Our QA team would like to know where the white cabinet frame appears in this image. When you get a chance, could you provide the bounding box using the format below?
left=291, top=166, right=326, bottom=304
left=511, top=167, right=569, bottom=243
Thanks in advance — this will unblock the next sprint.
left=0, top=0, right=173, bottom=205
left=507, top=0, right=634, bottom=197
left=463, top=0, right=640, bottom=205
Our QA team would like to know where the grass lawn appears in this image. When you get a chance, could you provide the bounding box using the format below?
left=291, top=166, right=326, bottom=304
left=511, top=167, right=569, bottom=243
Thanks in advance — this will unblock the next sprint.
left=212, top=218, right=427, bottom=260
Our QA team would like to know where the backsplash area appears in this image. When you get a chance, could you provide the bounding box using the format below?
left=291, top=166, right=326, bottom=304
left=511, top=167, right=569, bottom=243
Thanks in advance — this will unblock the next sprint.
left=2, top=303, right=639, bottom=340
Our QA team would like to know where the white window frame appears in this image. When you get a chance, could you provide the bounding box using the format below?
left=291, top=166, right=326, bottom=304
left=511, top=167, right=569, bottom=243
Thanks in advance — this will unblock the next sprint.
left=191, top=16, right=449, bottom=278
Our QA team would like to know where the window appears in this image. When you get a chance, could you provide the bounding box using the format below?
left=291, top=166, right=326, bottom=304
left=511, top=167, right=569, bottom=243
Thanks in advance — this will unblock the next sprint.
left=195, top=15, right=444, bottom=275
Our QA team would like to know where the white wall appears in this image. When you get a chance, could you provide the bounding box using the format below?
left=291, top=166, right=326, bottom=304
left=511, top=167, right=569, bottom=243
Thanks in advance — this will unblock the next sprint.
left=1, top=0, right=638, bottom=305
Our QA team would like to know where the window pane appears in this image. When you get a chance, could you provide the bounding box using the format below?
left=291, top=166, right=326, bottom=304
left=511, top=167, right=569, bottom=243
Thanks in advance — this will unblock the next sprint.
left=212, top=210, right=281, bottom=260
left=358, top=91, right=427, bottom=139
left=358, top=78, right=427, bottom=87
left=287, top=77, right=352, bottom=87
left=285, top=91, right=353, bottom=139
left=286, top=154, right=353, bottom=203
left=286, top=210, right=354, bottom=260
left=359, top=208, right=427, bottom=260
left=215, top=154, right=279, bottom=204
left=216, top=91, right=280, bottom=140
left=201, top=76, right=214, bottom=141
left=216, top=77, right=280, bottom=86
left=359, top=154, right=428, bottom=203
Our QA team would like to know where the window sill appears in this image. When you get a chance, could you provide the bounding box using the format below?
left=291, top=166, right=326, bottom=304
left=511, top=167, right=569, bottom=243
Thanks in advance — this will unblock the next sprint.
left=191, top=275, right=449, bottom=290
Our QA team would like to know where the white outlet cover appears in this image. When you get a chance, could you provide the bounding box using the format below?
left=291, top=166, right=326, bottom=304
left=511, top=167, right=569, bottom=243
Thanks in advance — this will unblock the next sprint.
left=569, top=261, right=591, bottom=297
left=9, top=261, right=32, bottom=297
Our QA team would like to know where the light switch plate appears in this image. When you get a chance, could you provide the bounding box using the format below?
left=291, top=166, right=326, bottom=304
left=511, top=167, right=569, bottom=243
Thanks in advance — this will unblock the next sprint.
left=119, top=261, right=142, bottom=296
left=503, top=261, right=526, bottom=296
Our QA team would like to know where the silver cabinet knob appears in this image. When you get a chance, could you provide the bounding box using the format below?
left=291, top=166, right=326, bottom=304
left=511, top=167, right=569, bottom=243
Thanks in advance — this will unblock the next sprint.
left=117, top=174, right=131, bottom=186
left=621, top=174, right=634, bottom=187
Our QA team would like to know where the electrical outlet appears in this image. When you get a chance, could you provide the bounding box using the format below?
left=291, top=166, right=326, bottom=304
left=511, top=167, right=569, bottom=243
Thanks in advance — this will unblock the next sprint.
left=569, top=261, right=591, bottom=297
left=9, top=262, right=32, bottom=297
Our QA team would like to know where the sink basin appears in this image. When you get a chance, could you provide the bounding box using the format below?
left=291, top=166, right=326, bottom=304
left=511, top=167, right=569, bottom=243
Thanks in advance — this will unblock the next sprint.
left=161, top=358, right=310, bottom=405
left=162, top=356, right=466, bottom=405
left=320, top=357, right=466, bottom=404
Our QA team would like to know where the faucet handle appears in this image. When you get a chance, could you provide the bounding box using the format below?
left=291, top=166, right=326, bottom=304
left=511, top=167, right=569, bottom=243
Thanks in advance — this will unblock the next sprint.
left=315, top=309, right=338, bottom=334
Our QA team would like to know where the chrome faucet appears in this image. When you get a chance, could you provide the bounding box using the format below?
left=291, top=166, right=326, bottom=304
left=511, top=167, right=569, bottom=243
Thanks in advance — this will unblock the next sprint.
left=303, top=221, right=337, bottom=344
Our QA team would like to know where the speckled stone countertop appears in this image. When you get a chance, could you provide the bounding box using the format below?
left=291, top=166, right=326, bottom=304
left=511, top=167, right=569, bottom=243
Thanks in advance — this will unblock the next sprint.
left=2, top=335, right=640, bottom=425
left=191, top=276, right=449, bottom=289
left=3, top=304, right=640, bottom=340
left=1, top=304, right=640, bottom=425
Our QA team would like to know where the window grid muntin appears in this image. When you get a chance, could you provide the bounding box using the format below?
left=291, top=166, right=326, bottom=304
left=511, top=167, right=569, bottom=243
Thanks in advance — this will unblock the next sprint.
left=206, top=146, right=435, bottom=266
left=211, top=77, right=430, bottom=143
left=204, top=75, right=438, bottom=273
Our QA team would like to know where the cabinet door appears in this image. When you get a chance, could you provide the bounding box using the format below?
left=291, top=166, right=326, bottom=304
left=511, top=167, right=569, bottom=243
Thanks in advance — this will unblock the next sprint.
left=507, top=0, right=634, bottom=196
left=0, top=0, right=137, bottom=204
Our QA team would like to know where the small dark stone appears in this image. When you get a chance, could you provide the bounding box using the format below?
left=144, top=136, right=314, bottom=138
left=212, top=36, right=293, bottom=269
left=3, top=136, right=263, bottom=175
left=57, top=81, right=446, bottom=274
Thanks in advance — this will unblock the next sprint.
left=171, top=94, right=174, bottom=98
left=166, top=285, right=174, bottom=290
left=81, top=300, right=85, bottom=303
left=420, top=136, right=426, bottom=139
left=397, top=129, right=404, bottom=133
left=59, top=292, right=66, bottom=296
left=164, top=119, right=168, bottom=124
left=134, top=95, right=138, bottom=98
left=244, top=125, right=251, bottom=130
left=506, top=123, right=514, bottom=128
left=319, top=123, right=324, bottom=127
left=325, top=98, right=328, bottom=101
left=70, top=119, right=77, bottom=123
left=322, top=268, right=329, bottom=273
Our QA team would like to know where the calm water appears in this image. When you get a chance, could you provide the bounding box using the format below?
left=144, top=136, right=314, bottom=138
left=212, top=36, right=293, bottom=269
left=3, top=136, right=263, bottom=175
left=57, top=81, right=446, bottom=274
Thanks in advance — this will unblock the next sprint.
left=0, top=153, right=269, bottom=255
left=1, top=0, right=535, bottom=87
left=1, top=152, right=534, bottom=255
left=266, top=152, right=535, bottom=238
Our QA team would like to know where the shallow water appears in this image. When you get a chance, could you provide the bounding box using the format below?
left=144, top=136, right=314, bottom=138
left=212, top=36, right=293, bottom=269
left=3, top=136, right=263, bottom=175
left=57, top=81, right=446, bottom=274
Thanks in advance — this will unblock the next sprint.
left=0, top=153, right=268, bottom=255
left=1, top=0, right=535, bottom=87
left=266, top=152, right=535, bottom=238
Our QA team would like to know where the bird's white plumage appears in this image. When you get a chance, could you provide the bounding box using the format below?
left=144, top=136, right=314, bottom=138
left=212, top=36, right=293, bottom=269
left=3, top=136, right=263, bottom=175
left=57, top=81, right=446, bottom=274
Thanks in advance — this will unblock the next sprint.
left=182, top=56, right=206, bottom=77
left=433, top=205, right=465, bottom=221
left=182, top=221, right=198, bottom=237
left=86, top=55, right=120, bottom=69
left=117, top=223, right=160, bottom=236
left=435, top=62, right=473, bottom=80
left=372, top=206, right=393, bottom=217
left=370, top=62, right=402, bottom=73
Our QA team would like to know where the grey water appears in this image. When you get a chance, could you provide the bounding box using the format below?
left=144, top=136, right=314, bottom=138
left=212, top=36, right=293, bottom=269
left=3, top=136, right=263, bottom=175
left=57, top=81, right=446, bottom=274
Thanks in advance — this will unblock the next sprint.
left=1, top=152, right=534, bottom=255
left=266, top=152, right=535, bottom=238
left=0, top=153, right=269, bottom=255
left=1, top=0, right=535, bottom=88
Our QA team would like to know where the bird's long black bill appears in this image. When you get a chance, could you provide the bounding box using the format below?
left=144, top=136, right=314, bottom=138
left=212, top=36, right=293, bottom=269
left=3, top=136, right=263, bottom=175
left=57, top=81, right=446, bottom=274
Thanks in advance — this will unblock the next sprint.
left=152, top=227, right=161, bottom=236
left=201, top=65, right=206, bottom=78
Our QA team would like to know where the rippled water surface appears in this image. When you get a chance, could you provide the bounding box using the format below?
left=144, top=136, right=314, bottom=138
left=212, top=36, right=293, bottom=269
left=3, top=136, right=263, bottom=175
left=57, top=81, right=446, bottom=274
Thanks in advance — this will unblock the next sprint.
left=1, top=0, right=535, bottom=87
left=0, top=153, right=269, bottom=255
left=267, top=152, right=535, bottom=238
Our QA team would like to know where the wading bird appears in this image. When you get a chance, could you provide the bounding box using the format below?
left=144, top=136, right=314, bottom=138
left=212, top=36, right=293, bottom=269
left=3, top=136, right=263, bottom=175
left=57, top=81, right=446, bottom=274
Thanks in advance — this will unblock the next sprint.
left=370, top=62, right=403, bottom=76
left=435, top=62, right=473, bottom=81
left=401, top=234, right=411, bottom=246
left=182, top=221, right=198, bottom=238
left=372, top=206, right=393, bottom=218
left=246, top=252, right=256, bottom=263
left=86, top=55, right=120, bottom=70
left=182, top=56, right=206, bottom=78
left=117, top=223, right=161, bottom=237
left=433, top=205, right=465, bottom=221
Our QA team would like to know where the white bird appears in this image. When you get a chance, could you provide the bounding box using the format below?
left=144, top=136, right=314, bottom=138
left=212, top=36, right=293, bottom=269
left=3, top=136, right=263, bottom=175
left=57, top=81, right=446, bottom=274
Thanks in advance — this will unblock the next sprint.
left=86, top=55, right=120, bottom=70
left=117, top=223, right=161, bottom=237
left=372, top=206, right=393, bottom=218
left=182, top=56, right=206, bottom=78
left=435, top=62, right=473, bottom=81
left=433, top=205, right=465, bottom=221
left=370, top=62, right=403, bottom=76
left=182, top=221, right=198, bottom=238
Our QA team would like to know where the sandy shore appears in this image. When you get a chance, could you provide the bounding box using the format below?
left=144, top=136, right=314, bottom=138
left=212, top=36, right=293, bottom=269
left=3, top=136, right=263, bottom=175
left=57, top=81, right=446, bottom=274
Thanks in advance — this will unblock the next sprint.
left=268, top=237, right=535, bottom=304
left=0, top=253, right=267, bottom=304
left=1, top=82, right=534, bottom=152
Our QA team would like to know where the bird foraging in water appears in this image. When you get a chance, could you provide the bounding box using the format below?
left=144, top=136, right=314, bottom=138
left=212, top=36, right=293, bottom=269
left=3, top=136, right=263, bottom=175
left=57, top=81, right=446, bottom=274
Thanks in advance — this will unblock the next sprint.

..............................

Problem requirements = Print the listing above from its first line through the line with "Our QA team would like to know where the window appears", and stop there.

Solution to the problem =
Our QA team would like to know where the white cabinet frame appears in this image. When you get a chance, could you provide the bounding box using the format below?
left=291, top=166, right=326, bottom=304
left=511, top=167, right=569, bottom=243
Thanks in advance — this will unblock the next sprint.
left=0, top=0, right=173, bottom=205
left=507, top=0, right=634, bottom=197
left=463, top=0, right=640, bottom=205
Our QA team would like to know where the grass lawn appears in this image. When you get a chance, could you provide the bounding box using the format below?
left=291, top=166, right=326, bottom=304
left=511, top=167, right=569, bottom=243
Thanks in advance — this will unblock the next sprint.
left=212, top=218, right=427, bottom=260
Our QA team would like to know where the backsplash area appears in this image. When you get a chance, could you provide the bounding box using the format below?
left=291, top=166, right=326, bottom=304
left=511, top=167, right=569, bottom=243
Thanks in advance — this will unblock the next sprint.
left=2, top=303, right=639, bottom=340
Our QA team would like to know where the white window frame appears in this image. When you get a chance, could you provide the bounding box using the format below?
left=291, top=166, right=326, bottom=304
left=511, top=167, right=569, bottom=243
Thanks in advance — this will unblock the next sprint.
left=191, top=16, right=449, bottom=278
Our QA team would like to know where the window appears in this image. When you get a chance, could you provide the bounding box using the format below?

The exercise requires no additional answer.